(Exercise aim): Return the exact lines spanning from the line with "Tag every instance of the rippled" through the last line of the entries, boundaries included, and no others.
_ _ _ _ _ _ _
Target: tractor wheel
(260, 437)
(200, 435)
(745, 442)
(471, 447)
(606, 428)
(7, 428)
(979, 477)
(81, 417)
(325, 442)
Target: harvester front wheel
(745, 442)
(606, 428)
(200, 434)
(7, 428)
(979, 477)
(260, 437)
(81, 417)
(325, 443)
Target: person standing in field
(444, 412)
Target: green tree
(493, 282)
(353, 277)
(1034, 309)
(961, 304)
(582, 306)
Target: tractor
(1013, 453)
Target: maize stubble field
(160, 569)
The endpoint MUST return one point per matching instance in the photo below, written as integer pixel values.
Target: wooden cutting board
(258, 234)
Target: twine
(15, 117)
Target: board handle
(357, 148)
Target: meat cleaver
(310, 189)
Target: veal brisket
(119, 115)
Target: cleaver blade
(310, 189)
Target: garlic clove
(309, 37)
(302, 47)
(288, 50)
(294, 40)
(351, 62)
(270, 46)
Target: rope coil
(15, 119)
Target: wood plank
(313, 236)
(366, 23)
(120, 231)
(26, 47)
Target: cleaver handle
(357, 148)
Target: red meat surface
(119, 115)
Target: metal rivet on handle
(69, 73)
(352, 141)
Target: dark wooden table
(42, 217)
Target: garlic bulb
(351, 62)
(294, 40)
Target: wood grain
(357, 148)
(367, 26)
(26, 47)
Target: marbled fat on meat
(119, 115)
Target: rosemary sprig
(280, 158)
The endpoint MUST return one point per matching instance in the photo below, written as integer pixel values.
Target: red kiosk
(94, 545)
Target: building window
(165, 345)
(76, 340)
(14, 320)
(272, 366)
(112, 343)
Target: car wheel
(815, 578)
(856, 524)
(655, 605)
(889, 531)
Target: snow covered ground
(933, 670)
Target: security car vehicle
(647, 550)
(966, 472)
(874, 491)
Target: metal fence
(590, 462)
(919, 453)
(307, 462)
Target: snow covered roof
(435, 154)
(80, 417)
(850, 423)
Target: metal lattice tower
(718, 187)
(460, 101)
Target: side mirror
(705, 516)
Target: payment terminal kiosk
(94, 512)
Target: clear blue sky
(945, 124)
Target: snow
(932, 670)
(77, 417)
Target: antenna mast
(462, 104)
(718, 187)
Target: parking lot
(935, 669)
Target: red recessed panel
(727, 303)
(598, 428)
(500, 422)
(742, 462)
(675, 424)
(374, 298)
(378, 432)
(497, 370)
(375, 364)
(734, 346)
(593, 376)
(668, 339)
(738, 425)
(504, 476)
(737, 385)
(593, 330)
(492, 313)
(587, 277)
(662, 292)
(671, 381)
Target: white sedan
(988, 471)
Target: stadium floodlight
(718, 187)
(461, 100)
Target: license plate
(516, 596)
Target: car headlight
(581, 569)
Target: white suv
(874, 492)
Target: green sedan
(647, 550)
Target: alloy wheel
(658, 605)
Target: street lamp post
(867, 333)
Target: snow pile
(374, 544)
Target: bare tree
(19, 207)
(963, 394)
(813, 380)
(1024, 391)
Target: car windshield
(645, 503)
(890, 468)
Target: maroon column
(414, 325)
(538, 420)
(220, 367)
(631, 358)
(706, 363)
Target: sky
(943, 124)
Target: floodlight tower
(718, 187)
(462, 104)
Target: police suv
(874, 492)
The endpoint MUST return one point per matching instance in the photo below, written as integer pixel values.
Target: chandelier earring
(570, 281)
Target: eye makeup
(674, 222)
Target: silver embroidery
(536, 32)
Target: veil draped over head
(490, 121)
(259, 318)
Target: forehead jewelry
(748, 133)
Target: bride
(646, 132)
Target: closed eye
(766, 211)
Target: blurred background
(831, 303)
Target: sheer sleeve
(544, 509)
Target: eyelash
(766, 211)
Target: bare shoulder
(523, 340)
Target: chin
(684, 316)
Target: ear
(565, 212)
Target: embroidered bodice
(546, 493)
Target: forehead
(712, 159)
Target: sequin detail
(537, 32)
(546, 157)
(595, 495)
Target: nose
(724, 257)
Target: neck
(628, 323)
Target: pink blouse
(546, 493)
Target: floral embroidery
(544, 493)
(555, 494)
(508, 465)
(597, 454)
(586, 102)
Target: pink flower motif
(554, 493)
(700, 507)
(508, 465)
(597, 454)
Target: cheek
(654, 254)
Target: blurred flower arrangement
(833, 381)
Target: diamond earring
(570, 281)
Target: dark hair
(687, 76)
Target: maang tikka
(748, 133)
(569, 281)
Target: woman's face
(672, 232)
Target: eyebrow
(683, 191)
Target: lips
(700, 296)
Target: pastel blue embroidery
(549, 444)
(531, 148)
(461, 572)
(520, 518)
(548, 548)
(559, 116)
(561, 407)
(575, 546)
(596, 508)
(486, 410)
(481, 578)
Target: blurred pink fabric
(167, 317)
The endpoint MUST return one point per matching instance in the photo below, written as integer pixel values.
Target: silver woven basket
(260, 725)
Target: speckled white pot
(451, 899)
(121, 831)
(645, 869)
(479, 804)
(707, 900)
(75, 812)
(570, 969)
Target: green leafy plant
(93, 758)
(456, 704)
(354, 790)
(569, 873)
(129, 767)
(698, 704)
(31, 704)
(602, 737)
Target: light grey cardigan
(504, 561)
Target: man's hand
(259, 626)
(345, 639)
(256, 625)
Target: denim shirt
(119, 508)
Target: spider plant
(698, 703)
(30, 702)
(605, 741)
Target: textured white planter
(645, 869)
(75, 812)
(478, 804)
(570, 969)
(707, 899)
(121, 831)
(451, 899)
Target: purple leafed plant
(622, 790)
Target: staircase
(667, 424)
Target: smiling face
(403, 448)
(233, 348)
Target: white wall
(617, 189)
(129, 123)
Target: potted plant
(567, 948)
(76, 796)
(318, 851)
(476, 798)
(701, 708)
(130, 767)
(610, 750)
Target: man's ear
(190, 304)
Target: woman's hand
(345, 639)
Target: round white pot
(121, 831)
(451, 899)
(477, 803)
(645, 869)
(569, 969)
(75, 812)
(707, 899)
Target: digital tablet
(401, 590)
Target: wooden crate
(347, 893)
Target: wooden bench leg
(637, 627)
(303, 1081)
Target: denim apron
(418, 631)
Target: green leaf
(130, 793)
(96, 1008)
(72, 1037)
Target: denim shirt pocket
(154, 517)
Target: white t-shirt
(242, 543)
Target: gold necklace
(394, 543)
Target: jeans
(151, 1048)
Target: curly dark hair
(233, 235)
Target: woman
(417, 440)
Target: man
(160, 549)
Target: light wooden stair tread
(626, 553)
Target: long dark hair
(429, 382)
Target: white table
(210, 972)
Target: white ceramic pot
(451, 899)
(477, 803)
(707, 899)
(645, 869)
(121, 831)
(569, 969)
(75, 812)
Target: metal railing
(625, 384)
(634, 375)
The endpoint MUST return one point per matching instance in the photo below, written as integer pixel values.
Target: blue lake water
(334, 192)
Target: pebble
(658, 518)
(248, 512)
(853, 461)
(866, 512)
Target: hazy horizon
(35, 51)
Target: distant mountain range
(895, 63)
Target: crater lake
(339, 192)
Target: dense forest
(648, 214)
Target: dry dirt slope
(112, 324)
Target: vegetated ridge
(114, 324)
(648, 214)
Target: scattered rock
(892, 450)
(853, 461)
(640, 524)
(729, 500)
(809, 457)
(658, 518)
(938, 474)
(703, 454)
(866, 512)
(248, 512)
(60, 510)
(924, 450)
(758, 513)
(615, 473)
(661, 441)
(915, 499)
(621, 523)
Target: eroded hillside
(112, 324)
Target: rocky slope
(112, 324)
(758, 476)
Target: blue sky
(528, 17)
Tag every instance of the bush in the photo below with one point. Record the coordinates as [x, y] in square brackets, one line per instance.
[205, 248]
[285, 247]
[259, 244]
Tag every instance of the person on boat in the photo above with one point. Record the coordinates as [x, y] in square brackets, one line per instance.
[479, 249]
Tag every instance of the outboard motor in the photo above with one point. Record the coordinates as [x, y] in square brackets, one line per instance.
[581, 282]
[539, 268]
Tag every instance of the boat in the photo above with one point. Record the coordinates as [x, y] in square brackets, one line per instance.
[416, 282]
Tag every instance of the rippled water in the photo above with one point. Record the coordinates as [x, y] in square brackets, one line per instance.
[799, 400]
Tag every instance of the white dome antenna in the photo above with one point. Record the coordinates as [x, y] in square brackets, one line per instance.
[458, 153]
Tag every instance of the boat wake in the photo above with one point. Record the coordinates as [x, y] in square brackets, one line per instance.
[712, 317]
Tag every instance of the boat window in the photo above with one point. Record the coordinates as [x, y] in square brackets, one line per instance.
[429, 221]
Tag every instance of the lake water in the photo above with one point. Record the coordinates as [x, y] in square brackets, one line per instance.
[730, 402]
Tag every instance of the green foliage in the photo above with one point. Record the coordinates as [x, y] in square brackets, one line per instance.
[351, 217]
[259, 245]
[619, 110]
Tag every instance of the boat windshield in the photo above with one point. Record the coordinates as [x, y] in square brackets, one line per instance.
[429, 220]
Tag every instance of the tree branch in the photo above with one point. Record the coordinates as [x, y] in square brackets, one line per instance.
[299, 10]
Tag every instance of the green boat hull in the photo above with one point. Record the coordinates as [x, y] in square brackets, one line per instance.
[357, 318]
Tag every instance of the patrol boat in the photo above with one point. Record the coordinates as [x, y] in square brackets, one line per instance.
_ _ _ _ _ _ _
(Solved exercise):
Tag every instance of the rippled water in the photo above with one point. Record the coordinates as [x, y] in square brackets, one line per instance.
[799, 400]
Tag every instance of the white dome antenna in the photo above with one point. Record the coordinates as [x, y] in square brackets, one line per instance.
[458, 153]
Tag every instance of the boat wake in the photo above with one point. Record the coordinates as [x, y] in square brackets, one line per instance.
[712, 317]
Tag every instance of the boat window in the photo above with one point. Record the coordinates as [x, y] in square brackets, one line per instance.
[429, 221]
Tag every instance of the lake water in the photo above with one point. Record the coordinates as [x, y] in square brackets, one line per instance.
[730, 402]
Tag every instance of the green foliage in the photo above with one point. Record the coordinates as [x, y] in square brackets, one line per instance.
[351, 217]
[259, 245]
[619, 110]
Tag every instance of the boat windshield in the photo above with one point. Record the coordinates as [x, y] in square brackets, one line per instance.
[429, 220]
Tag every instance of the tree branch in the photo above with one point. Record the coordinates as [x, y] in square brackets, one line per instance.
[299, 10]
Tag every instance of the green boat hull in the photo above with one point. Record the coordinates as [x, y] in square brackets, one line per instance.
[357, 318]
Tag every instance of the patrol boat in the photo above with one point. Record the coordinates as [x, y] in square brackets, one line per instance.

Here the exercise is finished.